*AIM OF THE EXERCISE*
Copy every line of the entries below without any change, leaving out the pictures.

*SUPPLIED MATERIAL*
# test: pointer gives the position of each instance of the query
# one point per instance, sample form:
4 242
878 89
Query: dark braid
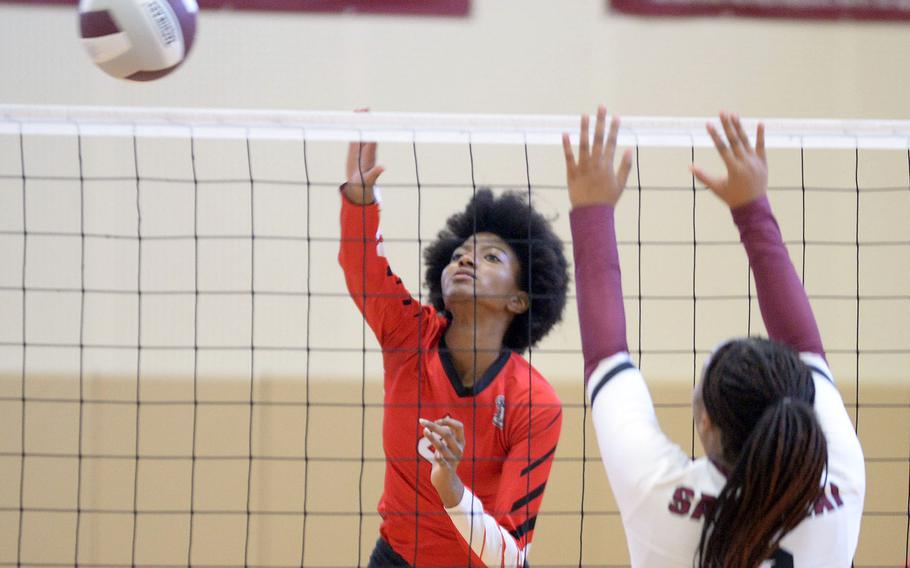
759 394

*COMPLETE ANSWER*
# test: pointer gives the position of each instance of the query
# one point per instance, sample form:
4 242
878 89
Query: dark braid
759 394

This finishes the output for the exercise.